* [CONSIGNE] Prolongez le texte sur le bitcoin placé plus bas, en reprenant juste après sa dernière phrase.

* [TEXTE CHOISI]

##############################

Etre propriétaire du bitcoin en pratique
Pour avoir des bitcoins, il faut posséder un portemonnaie électronique qui peut être géré via une application ou un logiciel en ligne. Le portemonnaie est associé à une double clé cryptographique, une publique et l’autre privée. La cryptographie permet de valider l’authenticité des transactions sans que l’identité soit révélée, l’objectif étant de limiter la fraude. Cette configuration est l’inverse de ce qui se passe dans le système bancaire traditionnel, où les transactions sont complètement privées mais l’identité des utilisateurs est publique. Toutes les transactions sont retracées dans un « livre de comptes » qui est la Blockchain, une base de données cryptée qui regroupe toutes les transactions depuis la création du bitcoin.
Monnaie, valeur refuge ou actif purement spéculatif ?
Pour que l’on puisse considérer le bitcoin comme une véritable monnaie, il faudrait qu’il réunisse certaines conditions comme la portabilité, la divisibilité, l’unité de compte et la valeur intrinsèque du support. Or le problème du bitcoin est que s’il assure bien la portabilité (sa virtualité facilite les transactions) et la divisibilité (le bitcoin est divisible jusqu’à 8 chiffres après la virgule), il ne remplit pas les autres conditions à savoir :
L’unité de compte : une propriété essentielle de la monnaie est de garantir un pouvoir d’achat constant à moyen terme. L’extrême volatilité du bitcoin, capable de perdre des dizaines de points de pourcentage en quelques heures, ne lui permet pas de remplir cette condition.
La valeur intrinsèque : le principal problème est que le bitcoin n’en a pas. Les Nobel Jean Tirole ou Joseph Stiglitz ont d’ailleurs tiré la sonnette d’alarme : le bitcoin n’a aucune valeur intrinsèque. Ses avocats plaideront que c’est plutôt la Blockchain qui est valorisée, d’autres que c’est l’activité de minage et les ressources qu’elle nécessite qui le sont… mais il ne faut pas se tromper ! La valeur intrinsèque d’une monnaie repose sur sa valeur d’échange et sa garantie par une autorité centrale… dans cette optique, dans un système décentralisé, où les règlementations sont encore balbutiantes, difficile d’évaluer la valeur intrinsèque du bitcoin.

##############################

* [EXTRAIT DES DONNÉES]
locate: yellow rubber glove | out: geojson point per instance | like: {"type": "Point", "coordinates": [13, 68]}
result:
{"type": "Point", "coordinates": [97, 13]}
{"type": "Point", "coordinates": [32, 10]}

##############################

* [RÉPONSE]
Au vu de ces critères, bien qu’il s’agisse aujourd’hui du système monétaire alternatif le plus abouti, il apparait clairement prématuré de considérer le bitcoin comme une véritable monnaie, susceptible de se substituer aux grandes monnaies actuelles (dollar, euro, yen, etc.).
D’autres préfèrent le considérer comme une nouvelle valeur refuge, une sorte d’or 2.0 dans un monde de plus en plus incertain. Il est vrai que le parallèle est tentant au vu de la rareté du bitcoin et du vocabulaire associé (les développeurs sont appelés mineurs…). Pour autant, son extrême volatilité le place, selon nous, dans la catégorie des actifs hautement spéculatifs d’autant que son avenir reste circonstancié au bon vouloir des autorités et des régulateurs:
En Chine, les dévaluations du Yuan depuis 2014 se sont matérialisées par une hausse des achats de bitcoins, mais ce mouvement s’est arrêté avec le durcissement réglementaire de Pékin depuis septembre 2017 et l’ordre de fermeture des plateformes de cryptomonnaies.
Le Japon, par contre, a reconnu le bitcoin comme moyen de paiement légal ce qui a clairement augmenté les volumes échangés contre le yen.
Source : PrimeView, Coinmarketcap,
Enfin à investissement 2.0, risque 2.0 ! Si le mode fonctionnement du bitcoin limite les fraudes, il n’en demeure pas moins exposé au piratage et dans ces cas les indemnisations restent hypothétiques en l’absence d’une réglementation claire et d’un système d’assurance traditionnel.
La courte histoire du bitcoin fait déjà état de nombreux cas de piratages parmi lesquelles celle de la plateforme japonaise Mt. Gox qui a perdu 650 000 bitcoins en 2015. En août 2016, Bitfinex a perdu l’équivalent de 65 millions de dollars en bitcoins. Plus récemment, au mois de décembre 2017, deux plateformes ont été victimes de piratage. Nice Hash, plateforme de minage a perdu 4 700 bitcoins, soit l’équivalent de 73 millions de dollars et Youbit plateforme sud-coréenne a fait faillite après une deuxième opération de piratage qui a provoqué la perte de 17% de ses actifs.
Le bitcoin, bulle spéculative de grande ampleur ?
Au final, si investir dans le bitcoin peut répondre à une volonté de diversification de son portefeuille, le risque associé parait très élevé, au regard de sa très forte volatilité et de sa très forte hausse enregistrée en 2017.
« L’exubérance irrationnelle intensifie les valeurs des actifs » Alan Greenspan
Une bulle est souvent alimentée par des anticipations excessives par rapport à la valeur intrinsèque de l’actif, en d’autres termes, ce sont les investisseurs qui alimentent la hausse. C’est ce qu’on observe actuellement pour le bitcoin, que tout le monde s’empresse d’acheter, sans autres arguments que sa nouveauté…(le volume quotidien des transactions explose depuis le début de l’année 2017).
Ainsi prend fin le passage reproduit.